> _Problem requirements_: Copy out the lines below word for word, from the line containing "[mark] tea plantation" through the end of the records.

> _Raw records_:
— Start —

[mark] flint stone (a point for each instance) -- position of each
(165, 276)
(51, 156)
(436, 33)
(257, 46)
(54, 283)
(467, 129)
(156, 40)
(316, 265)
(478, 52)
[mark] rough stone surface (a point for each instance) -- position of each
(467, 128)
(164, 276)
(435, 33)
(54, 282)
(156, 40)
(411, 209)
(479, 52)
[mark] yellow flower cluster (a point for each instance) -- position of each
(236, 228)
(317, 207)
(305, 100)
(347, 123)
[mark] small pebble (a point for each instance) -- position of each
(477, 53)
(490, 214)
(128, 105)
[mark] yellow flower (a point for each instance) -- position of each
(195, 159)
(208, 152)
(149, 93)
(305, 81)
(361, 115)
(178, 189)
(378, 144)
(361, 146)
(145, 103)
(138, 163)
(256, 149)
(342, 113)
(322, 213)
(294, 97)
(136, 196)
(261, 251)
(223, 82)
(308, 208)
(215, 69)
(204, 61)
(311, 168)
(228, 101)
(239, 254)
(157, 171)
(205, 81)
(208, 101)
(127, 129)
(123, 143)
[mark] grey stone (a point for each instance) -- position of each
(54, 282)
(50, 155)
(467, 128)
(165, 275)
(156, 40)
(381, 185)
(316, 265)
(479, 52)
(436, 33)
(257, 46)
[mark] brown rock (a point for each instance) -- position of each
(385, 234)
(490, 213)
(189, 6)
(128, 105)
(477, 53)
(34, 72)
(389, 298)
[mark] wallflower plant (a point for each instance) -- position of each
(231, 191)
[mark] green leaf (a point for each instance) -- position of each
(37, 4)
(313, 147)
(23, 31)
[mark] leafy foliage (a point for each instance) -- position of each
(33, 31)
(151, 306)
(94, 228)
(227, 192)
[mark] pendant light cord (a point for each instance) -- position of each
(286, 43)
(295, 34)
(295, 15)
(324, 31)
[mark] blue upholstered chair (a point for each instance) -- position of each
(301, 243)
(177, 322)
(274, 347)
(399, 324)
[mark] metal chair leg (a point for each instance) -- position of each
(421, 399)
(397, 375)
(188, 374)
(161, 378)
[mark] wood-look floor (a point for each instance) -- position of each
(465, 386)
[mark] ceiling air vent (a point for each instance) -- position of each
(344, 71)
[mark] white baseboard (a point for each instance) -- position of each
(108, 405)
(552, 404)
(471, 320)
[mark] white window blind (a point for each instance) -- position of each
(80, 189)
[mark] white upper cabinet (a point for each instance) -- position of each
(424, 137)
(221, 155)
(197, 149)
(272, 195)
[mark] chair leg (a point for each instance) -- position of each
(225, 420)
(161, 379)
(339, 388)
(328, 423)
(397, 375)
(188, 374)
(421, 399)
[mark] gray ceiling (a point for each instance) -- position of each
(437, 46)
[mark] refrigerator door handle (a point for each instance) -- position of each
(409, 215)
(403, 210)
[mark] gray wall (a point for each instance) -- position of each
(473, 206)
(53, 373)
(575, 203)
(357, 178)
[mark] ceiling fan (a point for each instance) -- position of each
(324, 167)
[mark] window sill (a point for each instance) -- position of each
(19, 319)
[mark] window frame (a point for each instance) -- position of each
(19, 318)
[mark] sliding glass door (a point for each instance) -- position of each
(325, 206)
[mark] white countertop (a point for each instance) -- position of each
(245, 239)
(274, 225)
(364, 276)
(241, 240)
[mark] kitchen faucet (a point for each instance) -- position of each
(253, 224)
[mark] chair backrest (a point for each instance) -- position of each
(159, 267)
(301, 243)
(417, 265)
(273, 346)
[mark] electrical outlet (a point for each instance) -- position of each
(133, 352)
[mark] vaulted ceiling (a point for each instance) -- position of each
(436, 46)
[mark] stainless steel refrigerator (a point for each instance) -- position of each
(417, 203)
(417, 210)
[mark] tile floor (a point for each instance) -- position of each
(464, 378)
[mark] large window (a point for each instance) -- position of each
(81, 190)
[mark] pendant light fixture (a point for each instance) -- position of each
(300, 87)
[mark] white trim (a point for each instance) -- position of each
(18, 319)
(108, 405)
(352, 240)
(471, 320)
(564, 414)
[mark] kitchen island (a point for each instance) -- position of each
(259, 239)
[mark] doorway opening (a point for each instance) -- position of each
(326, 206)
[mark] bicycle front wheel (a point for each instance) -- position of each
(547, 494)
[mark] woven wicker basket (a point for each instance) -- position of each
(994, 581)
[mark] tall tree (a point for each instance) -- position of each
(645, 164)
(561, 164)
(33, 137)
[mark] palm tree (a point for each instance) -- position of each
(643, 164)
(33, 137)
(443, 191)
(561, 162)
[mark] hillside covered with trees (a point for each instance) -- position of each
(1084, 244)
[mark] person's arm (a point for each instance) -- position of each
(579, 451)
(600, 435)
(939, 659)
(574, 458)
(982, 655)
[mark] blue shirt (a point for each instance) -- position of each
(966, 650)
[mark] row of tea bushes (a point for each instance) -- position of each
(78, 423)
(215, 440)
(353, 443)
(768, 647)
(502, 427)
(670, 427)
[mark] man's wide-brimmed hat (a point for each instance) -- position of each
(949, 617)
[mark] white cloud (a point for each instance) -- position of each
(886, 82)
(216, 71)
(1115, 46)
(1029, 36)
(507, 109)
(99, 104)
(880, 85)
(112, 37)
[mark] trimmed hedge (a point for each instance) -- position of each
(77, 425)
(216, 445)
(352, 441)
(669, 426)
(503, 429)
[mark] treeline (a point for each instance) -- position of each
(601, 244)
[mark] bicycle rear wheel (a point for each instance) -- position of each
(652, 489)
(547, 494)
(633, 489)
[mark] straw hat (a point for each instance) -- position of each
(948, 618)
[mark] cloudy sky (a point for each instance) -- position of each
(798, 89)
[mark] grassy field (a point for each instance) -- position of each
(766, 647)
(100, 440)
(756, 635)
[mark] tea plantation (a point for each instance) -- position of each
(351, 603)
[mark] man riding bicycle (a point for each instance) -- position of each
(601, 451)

— End —

> _Written answer_:
[mark] tea plantation (a point for each instance) -- position of each
(351, 603)
[mark] man riding bicycle (a point for each instance) -- position of each
(601, 451)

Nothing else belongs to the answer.